SOURCE EXTRACT:
^^^^^^^^
The Appeal is unfounded and should be dismissed to the extent that it is admissible. In accordance with the outcome of the proceedings, the Appellant must pay the costs (Art. 66(1) BGG). The Respondent did not incur any expenses for which it would have to be compensated pursuant to Art. 68(2) BGG.
Accordingly, the Federal Tribunal pronounces:
The appeal is dismissed to the extent it is admissible.
The judicial costs of CHF 17'000 shall be borne by the Appellant.
This judgment shall be communicated in writing to the parties and the Court of Arbitration for Sport (CAS).
^^^^^^^^
Saved entries:
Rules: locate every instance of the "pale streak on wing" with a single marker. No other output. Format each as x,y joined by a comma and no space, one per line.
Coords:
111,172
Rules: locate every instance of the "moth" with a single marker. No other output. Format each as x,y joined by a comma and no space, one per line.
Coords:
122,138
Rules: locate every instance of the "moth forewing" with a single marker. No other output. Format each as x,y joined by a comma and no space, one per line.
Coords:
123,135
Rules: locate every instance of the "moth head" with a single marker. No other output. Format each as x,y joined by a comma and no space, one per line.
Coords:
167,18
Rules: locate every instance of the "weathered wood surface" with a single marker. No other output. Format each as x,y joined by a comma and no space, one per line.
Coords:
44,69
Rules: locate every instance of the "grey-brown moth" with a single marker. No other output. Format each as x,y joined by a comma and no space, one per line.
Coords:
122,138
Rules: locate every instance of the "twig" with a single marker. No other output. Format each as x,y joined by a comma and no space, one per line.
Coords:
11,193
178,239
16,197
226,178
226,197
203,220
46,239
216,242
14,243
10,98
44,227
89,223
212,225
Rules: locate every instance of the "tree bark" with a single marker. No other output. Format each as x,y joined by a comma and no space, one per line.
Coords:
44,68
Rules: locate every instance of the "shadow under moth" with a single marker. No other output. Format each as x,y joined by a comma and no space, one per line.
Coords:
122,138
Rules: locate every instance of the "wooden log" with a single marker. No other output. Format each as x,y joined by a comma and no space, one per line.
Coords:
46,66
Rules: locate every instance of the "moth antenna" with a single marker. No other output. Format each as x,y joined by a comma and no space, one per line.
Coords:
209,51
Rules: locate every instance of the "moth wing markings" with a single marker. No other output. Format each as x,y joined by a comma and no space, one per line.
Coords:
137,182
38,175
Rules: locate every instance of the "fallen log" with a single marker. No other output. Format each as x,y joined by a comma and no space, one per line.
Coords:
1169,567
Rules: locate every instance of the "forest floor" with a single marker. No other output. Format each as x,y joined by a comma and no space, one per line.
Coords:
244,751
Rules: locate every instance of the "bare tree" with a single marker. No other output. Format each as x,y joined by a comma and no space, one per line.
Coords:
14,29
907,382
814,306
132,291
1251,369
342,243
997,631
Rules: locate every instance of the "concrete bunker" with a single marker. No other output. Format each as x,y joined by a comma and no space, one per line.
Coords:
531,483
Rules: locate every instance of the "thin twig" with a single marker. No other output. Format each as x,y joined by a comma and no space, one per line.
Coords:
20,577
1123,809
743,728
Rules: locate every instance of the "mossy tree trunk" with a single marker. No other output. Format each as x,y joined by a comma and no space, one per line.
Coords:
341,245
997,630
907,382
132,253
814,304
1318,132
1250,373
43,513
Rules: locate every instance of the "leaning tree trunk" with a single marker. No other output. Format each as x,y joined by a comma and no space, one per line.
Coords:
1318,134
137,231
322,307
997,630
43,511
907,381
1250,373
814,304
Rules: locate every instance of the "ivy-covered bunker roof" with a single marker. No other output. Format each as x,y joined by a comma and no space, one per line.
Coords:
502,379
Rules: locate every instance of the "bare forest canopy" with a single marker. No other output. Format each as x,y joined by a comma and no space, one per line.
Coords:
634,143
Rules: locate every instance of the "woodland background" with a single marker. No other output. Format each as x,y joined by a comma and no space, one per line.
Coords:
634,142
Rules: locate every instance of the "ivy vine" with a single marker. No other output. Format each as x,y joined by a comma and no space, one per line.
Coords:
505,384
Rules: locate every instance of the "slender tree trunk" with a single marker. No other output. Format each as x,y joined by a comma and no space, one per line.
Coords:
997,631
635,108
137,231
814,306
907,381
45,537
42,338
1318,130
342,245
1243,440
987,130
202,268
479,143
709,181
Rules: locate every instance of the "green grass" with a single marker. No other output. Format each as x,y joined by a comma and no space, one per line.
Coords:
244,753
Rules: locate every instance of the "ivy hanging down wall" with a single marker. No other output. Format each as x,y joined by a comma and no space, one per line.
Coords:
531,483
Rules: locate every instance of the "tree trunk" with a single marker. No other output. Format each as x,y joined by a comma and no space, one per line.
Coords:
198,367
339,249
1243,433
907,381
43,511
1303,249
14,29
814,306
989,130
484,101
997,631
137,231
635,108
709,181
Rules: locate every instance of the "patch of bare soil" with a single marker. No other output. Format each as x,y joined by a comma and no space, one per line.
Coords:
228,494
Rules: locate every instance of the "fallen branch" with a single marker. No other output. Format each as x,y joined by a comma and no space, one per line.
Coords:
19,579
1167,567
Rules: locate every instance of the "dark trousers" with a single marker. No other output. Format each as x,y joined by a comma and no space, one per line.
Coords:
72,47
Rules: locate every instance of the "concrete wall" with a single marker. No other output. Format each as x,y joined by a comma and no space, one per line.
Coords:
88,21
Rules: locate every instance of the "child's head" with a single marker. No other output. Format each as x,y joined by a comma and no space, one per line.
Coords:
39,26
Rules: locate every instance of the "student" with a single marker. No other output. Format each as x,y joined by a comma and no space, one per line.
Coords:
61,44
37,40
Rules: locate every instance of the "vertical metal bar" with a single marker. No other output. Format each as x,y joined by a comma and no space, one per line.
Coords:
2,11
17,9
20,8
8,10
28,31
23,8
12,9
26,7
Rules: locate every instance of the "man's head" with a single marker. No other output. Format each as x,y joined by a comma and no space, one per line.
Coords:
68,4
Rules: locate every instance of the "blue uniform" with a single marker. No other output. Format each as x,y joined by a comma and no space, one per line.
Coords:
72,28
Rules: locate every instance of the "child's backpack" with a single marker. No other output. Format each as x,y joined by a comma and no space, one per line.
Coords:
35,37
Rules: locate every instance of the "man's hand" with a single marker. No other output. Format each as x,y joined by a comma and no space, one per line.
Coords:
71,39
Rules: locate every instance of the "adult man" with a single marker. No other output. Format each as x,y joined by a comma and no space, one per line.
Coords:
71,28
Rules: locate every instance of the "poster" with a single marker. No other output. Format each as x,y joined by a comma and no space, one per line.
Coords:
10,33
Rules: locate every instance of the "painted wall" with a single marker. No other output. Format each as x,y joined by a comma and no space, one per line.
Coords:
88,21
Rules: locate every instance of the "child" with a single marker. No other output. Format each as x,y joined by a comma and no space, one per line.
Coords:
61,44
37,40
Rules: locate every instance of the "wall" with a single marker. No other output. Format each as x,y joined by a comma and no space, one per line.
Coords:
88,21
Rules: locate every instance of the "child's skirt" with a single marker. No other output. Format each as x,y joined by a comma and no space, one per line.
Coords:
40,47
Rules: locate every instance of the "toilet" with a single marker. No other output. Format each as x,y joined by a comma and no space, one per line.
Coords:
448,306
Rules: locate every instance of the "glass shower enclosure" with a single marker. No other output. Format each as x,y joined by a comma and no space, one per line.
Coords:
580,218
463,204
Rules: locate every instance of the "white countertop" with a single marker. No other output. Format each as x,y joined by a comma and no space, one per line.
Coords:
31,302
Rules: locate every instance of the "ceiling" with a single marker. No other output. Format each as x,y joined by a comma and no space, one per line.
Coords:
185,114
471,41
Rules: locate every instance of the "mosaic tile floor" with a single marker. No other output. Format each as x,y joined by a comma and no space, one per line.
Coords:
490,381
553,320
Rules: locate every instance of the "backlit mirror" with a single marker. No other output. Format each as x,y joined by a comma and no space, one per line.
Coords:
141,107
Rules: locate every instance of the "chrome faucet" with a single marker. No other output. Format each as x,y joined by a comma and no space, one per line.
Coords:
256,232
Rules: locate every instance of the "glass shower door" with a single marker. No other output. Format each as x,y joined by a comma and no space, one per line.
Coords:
^^^^^^^^
PARTS OF THE EXERCISE:
[A] In the judgment excerpt, repeat the stretch from "Accordingly, the Federal" through "for Sport (CAS).".
[B] Translate this sentence from the judgment excerpt into Spanish: "The appeal is dismissed to the extent it is admissible."
[C] Supply the next part of the court judgment excerpt, picking up after its final sentence.
The saved entries have no role in any of this.

ACTIVITY ANSWERS:
[A]
Accordingly, the Federal Tribunal pronounces:
The appeal is dismissed to the extent it is admissible.
The judicial costs of CHF 17'000 shall be borne by the Appellant.
This judgment shall be communicated in writing to the parties and the Court of Arbitration for Sport (CAS).

[B] Se desestima el recurso en la medida en que es admisible.

[C]
Lausanne, August 14, 2018
On behalf of the First Civil Law Court of the Swiss Federal Tribunal
Presiding Judge: Clerk:
- 1. Translator’s Note: Quote as A.________ v. FC B.________, 4A_114/2018. The decision was issued in German. The full text is available on the website of the Federal Tribunal, www.bger.ch.
- 2. Translator’s Note: BGG is the German abbreviation of the Swiss Law on the Federal Tribunal(Bundesgerichtsgesetz).
- 3. Translator’s Note: PILA is the most frequently used abbreviation for the Swiss Private International Law Act of December 18, 1987.